Excerpts from point annotation data:
******************************
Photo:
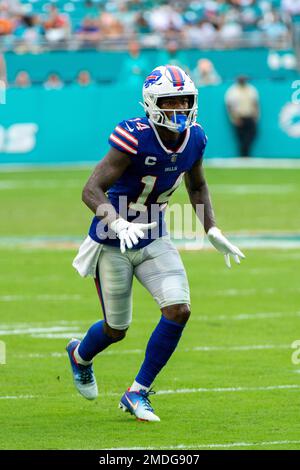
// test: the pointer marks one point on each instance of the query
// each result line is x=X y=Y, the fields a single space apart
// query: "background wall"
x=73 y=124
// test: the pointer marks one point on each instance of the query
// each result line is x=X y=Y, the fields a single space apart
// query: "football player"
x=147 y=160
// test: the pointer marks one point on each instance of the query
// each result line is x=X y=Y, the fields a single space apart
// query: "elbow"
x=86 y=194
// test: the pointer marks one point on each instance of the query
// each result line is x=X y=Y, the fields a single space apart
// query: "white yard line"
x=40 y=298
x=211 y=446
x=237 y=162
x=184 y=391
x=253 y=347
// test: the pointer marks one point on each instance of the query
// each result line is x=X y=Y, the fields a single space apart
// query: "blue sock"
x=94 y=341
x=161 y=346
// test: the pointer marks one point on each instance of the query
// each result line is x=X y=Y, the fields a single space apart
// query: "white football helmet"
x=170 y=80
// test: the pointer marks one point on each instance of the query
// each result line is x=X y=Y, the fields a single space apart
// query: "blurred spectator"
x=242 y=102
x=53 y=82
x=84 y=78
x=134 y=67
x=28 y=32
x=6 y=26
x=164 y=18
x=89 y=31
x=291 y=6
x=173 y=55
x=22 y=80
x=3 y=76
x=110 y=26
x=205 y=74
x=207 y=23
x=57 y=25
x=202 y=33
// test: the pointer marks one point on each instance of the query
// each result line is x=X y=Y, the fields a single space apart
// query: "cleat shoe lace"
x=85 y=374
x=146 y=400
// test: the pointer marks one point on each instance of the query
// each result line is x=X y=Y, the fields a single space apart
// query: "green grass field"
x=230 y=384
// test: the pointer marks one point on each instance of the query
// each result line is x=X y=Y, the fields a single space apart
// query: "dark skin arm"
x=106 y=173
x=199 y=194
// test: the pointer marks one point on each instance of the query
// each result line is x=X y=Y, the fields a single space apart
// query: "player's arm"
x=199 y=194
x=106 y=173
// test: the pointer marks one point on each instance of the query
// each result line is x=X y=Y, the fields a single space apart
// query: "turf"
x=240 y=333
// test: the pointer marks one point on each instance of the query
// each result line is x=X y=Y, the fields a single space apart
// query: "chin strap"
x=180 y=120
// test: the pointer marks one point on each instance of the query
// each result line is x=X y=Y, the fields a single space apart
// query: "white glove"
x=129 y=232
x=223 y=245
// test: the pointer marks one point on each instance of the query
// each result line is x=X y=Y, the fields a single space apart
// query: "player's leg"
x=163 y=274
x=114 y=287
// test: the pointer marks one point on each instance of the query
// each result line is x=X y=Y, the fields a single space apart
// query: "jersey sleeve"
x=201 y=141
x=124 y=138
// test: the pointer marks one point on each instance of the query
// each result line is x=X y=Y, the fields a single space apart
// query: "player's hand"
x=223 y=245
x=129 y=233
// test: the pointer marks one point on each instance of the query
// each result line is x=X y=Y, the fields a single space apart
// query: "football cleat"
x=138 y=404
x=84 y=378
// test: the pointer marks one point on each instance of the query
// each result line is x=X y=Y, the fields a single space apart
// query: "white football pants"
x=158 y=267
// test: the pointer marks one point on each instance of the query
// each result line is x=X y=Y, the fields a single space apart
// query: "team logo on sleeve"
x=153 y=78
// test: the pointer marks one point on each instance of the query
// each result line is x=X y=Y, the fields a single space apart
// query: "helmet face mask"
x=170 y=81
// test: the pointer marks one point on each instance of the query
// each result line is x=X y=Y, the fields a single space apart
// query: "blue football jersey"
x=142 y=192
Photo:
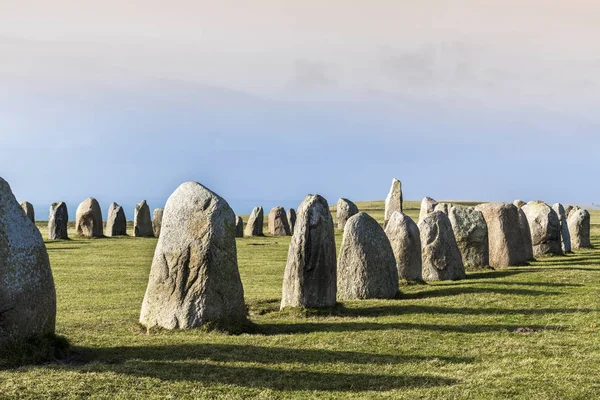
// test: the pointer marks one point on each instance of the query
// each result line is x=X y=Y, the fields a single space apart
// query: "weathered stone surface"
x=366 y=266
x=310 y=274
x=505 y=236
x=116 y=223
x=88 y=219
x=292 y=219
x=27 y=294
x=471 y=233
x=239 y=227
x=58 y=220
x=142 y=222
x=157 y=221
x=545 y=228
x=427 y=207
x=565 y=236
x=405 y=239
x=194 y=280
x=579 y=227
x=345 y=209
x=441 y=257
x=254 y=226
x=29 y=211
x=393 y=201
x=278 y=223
******************************
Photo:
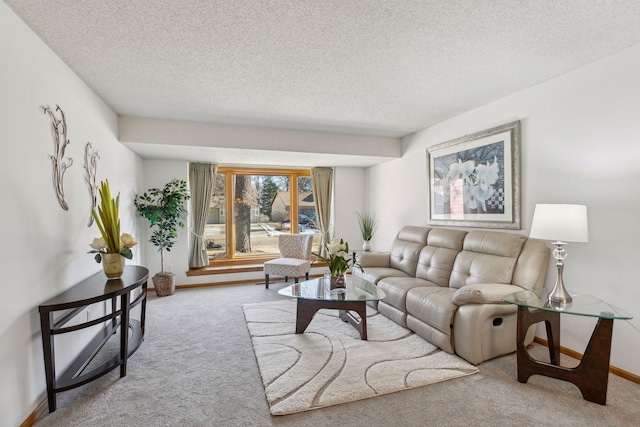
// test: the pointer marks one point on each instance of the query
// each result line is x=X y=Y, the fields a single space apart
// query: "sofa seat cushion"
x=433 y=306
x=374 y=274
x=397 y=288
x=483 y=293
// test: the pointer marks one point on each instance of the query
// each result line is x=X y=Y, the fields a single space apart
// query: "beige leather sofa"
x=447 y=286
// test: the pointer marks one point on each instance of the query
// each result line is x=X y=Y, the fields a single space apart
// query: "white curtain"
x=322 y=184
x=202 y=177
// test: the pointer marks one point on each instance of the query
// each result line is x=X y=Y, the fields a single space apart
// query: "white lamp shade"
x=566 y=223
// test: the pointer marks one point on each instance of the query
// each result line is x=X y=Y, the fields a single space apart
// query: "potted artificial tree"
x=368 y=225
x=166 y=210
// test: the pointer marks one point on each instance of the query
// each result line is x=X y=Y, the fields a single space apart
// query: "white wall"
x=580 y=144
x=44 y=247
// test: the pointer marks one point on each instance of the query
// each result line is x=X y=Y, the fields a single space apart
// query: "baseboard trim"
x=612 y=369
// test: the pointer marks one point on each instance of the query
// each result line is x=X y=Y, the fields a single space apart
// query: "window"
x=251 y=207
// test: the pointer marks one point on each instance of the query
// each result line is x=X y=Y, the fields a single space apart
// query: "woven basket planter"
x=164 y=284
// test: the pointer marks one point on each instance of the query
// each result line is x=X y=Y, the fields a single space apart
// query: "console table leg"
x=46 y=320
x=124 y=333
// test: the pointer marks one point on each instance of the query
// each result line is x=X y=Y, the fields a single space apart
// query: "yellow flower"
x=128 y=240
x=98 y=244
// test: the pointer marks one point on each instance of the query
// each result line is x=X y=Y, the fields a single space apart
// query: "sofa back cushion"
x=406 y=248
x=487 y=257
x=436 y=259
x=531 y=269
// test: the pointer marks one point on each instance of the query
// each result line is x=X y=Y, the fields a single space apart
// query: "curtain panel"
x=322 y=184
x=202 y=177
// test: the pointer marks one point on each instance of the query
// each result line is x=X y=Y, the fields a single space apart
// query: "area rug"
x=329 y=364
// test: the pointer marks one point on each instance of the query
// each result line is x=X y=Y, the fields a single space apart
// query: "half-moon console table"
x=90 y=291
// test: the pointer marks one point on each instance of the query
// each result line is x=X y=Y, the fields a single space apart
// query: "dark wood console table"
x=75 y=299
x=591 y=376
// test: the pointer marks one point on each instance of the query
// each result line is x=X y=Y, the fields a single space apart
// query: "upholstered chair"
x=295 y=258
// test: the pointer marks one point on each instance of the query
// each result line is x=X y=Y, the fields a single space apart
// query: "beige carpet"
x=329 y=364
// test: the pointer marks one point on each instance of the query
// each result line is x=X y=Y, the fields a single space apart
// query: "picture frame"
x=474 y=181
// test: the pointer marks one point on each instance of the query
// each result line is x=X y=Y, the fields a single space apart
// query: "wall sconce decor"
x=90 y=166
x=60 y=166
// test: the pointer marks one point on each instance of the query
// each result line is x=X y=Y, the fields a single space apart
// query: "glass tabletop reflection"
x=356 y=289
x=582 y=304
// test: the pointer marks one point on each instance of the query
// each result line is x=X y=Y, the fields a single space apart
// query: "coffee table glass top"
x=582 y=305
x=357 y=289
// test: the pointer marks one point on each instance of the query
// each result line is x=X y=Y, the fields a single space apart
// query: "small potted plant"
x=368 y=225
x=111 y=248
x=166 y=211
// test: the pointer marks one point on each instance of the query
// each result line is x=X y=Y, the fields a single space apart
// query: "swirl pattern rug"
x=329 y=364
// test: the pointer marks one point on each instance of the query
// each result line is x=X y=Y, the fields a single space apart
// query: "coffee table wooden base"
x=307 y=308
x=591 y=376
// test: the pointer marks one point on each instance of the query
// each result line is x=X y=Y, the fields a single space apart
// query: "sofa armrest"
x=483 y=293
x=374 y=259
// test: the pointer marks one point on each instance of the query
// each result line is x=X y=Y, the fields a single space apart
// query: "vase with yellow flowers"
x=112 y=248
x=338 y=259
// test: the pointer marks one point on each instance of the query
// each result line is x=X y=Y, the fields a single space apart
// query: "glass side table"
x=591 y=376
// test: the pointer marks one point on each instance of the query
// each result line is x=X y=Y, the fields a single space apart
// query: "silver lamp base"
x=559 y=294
******************************
**Work to complete**
List every line in the rows that contains the string "football".

**Solution to this task**
// query: "football player"
// query: "white football helmet"
// query: "football cleat"
// query: "white football pants"
// query: "blue football jersey"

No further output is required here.